* _Exercise materials_
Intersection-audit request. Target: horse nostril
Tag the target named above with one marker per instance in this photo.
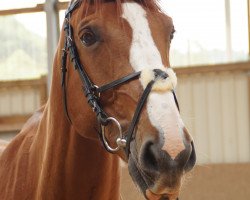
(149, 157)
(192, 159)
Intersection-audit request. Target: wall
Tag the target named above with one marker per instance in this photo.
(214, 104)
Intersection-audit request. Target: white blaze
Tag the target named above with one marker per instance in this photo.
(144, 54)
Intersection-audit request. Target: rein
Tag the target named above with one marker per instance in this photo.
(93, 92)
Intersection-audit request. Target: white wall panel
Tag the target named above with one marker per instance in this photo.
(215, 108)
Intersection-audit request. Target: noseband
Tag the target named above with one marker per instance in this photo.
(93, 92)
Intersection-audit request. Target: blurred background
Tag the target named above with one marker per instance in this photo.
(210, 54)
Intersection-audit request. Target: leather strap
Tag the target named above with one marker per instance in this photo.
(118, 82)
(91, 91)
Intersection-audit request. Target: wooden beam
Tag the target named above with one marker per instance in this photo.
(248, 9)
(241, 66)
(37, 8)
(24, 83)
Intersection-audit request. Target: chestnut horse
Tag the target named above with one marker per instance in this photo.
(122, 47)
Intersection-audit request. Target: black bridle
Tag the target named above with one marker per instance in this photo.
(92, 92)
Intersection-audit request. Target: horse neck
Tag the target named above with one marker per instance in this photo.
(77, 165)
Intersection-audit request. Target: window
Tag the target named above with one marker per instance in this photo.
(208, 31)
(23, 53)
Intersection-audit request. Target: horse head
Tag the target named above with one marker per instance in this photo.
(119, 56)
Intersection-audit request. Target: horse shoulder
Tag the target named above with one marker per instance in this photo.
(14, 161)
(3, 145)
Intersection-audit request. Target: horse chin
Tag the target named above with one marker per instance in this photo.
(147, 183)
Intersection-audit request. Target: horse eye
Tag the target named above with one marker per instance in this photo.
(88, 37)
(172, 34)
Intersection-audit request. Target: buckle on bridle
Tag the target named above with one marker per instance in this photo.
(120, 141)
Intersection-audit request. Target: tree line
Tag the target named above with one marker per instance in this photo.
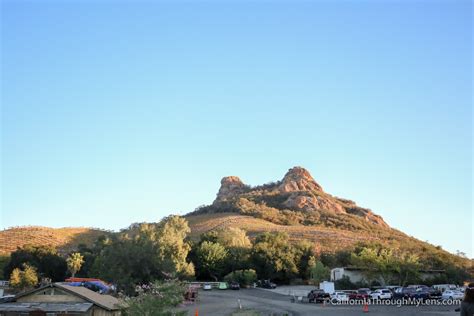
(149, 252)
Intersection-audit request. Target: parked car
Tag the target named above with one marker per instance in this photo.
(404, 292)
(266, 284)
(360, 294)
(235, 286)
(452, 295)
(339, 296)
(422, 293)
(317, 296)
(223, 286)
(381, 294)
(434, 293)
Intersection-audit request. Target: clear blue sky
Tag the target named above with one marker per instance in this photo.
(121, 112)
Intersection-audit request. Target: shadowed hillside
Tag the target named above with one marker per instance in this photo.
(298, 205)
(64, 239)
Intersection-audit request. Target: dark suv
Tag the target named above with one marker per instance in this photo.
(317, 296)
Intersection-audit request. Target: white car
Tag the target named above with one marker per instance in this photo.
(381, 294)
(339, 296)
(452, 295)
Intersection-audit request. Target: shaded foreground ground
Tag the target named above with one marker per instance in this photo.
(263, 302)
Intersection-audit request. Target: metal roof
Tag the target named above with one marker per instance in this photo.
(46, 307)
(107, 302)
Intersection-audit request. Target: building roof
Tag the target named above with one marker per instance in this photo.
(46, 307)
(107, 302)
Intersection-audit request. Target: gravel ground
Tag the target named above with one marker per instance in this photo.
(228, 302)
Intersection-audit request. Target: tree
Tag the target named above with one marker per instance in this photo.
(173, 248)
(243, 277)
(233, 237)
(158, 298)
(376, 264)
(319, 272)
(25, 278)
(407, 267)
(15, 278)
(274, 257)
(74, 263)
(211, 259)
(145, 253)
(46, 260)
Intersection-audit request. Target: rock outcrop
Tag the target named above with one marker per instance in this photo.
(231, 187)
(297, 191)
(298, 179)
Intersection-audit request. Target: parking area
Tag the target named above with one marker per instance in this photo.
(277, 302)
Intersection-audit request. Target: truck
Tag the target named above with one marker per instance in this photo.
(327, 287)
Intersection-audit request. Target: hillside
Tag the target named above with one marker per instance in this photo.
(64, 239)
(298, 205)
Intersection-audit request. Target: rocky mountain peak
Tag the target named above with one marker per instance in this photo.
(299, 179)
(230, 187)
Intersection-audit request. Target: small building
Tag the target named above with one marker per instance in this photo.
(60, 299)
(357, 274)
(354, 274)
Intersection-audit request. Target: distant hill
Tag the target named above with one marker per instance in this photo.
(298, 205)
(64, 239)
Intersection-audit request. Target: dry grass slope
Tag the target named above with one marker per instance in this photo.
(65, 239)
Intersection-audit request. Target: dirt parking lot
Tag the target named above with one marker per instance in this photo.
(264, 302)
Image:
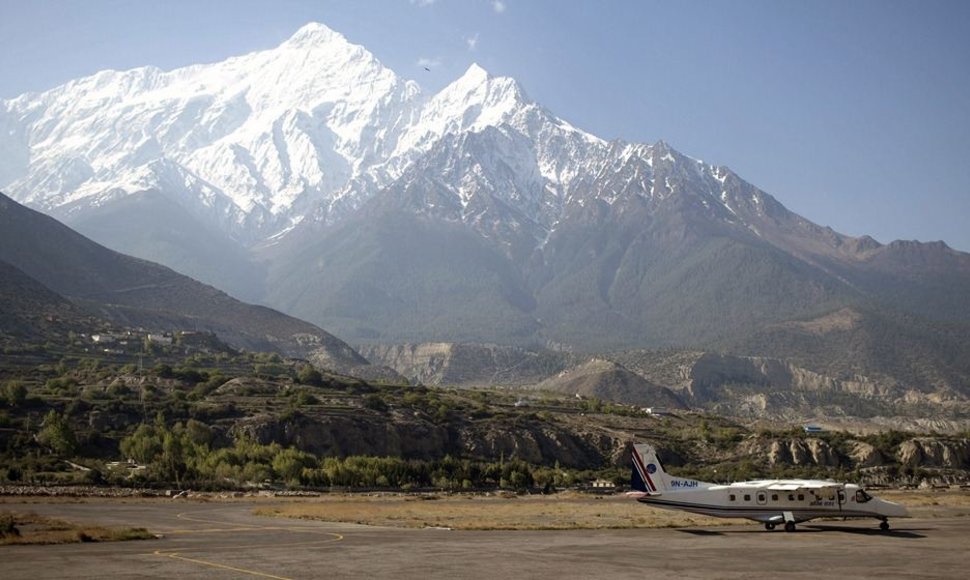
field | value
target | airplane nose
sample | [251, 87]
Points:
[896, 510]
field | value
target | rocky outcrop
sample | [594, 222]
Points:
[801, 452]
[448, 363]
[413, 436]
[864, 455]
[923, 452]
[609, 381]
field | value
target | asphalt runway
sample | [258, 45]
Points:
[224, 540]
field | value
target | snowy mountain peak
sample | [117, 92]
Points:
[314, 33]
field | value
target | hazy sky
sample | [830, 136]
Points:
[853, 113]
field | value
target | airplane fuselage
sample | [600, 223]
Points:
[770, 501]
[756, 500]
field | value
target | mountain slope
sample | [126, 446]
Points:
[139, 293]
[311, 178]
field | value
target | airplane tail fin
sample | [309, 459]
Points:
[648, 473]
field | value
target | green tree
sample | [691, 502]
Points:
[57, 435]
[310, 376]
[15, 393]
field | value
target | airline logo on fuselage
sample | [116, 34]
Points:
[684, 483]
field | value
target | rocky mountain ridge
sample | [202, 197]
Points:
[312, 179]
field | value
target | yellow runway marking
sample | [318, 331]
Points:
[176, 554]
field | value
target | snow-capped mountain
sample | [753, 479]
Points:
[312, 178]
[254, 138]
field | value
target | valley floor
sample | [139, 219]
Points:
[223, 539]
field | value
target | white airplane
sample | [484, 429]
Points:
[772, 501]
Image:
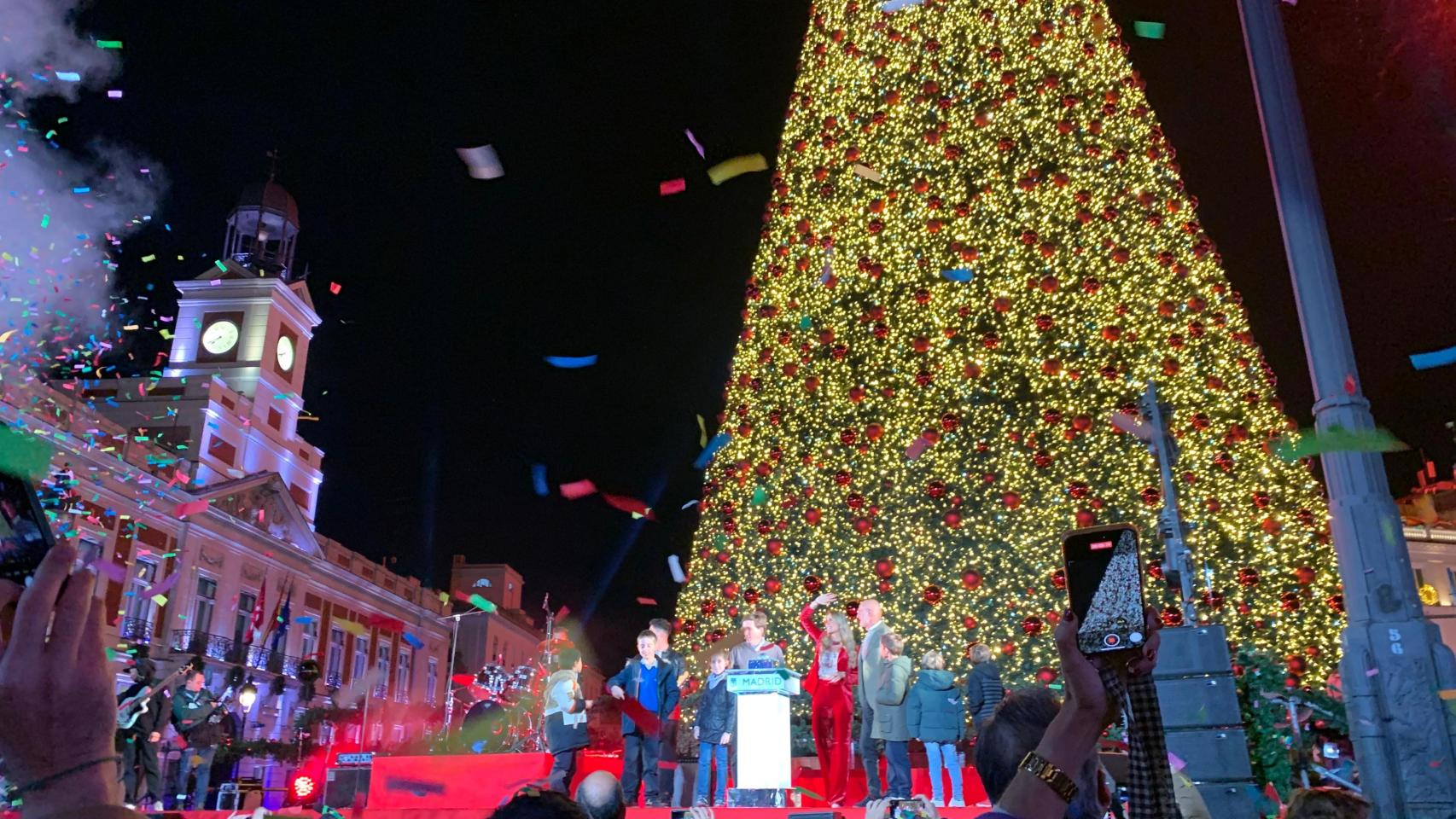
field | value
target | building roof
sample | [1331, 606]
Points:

* _What the exercise asks_
Which lines of the data above contain the word "mountain"? Show each of those lines in full.

* _Full output_
Intersection-audit request. Target: rocky mountain peak
target | snowy mountain peak
target | mountain slope
target | rocky mountain ridge
target | snow-capped mountain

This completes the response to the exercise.